→ Input data
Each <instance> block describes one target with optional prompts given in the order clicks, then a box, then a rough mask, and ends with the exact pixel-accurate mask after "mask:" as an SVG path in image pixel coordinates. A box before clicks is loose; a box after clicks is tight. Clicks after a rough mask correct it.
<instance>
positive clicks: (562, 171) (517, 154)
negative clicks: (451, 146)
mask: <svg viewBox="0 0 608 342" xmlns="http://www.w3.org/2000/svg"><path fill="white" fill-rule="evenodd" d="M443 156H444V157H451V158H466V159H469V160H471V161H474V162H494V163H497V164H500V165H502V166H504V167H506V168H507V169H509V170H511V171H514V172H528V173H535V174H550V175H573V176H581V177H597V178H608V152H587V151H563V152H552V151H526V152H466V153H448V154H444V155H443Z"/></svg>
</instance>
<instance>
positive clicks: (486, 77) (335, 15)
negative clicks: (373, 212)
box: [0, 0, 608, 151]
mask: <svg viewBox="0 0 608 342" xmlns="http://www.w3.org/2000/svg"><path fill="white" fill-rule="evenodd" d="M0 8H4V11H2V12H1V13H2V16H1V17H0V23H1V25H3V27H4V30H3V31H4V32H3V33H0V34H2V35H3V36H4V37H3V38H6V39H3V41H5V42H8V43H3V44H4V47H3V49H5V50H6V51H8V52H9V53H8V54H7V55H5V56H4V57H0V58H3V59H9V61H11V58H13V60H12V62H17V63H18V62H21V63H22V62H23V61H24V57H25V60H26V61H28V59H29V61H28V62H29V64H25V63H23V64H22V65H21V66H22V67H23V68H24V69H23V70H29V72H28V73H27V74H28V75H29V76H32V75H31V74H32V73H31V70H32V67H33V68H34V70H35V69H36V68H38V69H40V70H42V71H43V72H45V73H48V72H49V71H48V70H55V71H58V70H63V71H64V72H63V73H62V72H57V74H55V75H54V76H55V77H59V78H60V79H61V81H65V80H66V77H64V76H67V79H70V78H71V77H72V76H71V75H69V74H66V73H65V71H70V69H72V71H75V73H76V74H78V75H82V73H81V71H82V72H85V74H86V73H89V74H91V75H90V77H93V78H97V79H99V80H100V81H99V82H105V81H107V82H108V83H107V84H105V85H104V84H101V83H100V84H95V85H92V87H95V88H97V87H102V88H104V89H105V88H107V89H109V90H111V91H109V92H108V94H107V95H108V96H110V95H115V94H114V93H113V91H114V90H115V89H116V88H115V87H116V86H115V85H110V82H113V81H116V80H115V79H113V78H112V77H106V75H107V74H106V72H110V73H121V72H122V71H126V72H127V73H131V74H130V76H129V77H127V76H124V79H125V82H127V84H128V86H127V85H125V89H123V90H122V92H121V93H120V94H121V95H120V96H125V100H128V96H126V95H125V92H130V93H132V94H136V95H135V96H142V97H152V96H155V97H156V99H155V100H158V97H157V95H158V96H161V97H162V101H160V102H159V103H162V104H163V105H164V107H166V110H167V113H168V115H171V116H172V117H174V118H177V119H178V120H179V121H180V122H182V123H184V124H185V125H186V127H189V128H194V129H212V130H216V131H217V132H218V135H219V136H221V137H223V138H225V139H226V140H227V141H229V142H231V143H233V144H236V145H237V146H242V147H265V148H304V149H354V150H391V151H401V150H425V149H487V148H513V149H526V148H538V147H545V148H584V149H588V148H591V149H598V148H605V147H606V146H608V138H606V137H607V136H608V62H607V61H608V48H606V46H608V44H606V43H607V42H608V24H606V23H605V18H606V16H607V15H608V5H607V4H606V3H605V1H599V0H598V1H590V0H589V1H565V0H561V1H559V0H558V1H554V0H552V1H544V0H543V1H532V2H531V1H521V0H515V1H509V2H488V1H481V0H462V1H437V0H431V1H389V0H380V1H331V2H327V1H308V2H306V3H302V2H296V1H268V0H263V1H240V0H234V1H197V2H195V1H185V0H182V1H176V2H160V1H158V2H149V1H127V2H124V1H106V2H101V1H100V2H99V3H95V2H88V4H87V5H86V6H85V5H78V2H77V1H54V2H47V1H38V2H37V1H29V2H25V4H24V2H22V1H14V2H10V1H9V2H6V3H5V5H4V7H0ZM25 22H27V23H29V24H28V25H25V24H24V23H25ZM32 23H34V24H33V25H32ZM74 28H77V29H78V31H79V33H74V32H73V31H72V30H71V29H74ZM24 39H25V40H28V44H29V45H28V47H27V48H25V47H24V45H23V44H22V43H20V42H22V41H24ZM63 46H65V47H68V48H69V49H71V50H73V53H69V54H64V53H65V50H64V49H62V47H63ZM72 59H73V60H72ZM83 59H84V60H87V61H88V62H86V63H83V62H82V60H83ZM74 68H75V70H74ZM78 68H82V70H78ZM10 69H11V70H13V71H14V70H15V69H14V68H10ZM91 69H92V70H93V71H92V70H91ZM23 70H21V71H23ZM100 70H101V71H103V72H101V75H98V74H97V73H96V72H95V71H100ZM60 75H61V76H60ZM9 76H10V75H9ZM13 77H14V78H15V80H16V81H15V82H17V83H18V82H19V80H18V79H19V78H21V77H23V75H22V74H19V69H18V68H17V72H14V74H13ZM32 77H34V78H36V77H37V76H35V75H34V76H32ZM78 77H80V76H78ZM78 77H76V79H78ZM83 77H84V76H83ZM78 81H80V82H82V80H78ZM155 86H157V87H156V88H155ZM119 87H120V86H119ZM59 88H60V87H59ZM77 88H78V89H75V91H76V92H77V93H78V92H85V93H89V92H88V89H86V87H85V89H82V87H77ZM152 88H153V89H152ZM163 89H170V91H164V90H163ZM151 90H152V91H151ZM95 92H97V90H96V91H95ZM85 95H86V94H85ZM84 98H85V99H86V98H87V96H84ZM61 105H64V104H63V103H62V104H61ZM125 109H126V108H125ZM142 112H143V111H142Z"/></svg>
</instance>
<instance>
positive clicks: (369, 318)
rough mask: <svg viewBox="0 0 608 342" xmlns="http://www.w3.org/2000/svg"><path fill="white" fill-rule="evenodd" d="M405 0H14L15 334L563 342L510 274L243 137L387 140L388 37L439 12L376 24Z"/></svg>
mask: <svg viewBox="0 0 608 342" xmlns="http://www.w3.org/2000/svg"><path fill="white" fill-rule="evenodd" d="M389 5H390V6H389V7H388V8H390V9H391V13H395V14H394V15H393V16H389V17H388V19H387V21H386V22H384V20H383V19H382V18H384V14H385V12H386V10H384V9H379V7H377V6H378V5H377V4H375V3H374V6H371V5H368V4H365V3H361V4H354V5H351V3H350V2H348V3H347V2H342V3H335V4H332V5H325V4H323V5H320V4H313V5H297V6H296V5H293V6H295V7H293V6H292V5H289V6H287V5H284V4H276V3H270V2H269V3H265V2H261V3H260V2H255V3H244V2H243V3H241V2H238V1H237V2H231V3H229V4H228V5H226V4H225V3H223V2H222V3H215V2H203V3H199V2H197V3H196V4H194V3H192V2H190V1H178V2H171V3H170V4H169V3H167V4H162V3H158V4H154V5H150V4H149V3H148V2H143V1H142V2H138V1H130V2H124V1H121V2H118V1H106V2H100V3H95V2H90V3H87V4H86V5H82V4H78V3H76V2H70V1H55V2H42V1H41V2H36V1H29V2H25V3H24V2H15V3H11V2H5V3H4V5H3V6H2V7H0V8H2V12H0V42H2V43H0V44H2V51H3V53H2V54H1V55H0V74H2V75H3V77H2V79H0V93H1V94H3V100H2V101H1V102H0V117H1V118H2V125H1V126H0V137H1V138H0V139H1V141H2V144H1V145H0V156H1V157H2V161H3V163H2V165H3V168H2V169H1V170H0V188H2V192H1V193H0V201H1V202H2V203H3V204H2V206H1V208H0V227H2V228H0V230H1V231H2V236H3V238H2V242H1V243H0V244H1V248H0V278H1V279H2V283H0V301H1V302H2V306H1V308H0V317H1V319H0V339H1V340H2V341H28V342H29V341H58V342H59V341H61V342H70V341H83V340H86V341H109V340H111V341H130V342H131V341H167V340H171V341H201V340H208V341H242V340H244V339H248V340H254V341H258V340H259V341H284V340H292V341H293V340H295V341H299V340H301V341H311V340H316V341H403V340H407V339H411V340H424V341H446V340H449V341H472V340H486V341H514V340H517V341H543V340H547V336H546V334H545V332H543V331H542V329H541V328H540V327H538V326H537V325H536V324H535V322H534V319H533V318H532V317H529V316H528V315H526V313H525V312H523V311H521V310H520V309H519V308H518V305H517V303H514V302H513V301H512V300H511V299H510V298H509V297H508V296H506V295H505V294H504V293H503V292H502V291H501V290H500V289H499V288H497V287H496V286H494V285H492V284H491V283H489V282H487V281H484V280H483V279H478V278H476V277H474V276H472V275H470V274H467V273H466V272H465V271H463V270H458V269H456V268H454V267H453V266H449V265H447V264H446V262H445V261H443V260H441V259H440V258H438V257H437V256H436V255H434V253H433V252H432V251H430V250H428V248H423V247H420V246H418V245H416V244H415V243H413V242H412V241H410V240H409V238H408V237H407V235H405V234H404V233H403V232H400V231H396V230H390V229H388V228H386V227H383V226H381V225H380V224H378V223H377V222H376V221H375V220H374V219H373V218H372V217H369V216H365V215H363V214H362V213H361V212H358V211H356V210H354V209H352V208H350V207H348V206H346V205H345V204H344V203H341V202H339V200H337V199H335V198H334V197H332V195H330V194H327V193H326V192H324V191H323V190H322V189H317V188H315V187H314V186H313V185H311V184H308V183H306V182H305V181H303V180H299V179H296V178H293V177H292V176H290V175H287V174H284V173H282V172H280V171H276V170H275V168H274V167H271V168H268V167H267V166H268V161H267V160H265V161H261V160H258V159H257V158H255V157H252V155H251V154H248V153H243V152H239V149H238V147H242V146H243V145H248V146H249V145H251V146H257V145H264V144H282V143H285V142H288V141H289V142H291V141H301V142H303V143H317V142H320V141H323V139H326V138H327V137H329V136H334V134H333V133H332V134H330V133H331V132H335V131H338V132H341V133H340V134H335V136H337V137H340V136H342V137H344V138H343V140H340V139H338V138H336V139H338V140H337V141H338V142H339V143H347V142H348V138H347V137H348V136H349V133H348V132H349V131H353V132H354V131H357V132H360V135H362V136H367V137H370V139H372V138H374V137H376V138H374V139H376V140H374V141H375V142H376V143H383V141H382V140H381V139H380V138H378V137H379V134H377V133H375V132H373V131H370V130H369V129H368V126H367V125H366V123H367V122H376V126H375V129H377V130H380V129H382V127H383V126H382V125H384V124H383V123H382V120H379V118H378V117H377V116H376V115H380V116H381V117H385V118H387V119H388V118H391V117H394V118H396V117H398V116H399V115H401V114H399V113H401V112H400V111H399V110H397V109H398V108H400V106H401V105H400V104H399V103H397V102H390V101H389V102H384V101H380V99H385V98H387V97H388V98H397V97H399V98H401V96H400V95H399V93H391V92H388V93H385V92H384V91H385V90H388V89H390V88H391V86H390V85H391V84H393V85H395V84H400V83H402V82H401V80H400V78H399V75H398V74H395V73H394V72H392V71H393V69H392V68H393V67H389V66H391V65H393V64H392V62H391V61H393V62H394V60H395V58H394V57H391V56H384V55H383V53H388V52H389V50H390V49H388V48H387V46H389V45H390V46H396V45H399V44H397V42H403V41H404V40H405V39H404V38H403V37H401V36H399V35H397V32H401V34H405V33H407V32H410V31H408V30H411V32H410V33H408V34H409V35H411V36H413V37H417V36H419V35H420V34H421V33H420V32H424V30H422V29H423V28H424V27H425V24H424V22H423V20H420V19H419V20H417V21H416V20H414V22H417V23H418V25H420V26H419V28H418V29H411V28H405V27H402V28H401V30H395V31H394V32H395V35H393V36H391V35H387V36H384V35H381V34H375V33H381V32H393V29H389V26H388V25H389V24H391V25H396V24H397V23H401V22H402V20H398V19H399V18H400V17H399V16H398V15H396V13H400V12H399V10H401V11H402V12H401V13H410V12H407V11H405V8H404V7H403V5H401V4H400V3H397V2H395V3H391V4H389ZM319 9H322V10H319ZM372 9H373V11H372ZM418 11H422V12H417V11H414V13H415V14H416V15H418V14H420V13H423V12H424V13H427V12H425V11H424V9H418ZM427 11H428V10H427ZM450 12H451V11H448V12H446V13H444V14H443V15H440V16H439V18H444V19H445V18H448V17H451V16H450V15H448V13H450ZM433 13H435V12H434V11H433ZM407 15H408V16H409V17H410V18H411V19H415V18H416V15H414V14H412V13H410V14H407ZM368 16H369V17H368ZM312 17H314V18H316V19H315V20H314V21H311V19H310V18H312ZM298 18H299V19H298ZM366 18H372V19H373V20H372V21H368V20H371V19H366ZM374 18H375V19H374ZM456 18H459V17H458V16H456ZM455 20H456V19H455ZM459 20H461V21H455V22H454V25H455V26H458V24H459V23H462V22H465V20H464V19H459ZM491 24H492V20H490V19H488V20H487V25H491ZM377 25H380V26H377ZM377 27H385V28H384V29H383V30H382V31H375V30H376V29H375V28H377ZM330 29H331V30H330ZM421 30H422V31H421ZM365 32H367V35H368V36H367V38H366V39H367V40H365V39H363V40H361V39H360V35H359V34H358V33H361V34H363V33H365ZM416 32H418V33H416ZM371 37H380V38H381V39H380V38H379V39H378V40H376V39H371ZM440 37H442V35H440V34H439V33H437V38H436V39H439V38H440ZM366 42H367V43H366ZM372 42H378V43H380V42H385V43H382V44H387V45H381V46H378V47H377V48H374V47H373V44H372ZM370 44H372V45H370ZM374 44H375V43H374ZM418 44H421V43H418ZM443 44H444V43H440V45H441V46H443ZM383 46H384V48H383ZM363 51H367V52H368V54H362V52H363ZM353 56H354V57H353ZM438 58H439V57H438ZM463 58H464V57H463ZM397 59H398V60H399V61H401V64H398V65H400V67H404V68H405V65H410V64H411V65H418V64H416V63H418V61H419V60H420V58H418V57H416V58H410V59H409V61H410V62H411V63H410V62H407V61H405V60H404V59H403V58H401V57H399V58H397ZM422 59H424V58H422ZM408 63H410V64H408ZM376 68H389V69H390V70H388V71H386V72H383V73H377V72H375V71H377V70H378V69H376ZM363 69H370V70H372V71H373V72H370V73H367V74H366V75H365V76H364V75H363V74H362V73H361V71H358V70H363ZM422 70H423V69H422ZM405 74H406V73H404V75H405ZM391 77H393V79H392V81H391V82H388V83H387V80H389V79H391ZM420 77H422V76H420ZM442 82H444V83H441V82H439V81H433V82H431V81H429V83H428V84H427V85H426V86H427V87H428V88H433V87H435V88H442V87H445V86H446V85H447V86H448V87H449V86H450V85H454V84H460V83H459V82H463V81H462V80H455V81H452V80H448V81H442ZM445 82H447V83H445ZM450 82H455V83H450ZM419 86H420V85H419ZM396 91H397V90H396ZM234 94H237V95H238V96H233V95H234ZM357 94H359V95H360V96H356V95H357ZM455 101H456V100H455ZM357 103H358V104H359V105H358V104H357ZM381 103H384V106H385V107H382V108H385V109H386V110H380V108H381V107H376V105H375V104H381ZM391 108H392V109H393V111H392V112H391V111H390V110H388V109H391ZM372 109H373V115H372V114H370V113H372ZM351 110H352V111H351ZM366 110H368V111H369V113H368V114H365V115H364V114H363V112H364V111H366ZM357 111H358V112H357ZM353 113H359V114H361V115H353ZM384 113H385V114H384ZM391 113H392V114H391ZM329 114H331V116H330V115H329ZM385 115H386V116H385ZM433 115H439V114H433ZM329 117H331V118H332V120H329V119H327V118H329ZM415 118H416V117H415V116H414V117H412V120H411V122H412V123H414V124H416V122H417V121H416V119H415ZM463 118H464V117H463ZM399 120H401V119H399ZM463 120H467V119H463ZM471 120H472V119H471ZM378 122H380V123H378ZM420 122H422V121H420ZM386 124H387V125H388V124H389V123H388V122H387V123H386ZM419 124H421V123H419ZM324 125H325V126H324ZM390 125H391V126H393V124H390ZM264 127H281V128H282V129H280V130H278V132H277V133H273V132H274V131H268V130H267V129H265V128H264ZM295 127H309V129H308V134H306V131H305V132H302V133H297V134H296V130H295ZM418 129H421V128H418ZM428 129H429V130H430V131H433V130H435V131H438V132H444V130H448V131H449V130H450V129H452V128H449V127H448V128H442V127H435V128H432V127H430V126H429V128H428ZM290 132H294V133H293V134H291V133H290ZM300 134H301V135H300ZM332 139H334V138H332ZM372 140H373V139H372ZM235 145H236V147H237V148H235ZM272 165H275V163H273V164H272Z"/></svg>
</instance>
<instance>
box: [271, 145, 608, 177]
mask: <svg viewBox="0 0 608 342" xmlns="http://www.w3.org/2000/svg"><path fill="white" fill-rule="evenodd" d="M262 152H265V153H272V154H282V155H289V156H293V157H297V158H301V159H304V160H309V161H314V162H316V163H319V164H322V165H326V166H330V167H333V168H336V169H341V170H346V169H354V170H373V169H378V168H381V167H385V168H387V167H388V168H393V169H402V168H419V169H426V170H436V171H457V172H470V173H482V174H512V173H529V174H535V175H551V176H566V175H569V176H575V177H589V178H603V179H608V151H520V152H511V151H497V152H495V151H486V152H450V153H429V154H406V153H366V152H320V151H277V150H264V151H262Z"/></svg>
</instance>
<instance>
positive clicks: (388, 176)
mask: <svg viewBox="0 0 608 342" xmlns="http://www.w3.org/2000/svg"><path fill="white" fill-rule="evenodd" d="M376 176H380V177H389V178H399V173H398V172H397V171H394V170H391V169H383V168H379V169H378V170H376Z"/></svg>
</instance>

→ Your objective
In the entries above, find every line with the word "negative" and list it.

→ Solution below
negative clicks: (451, 146)
negative clicks: (373, 212)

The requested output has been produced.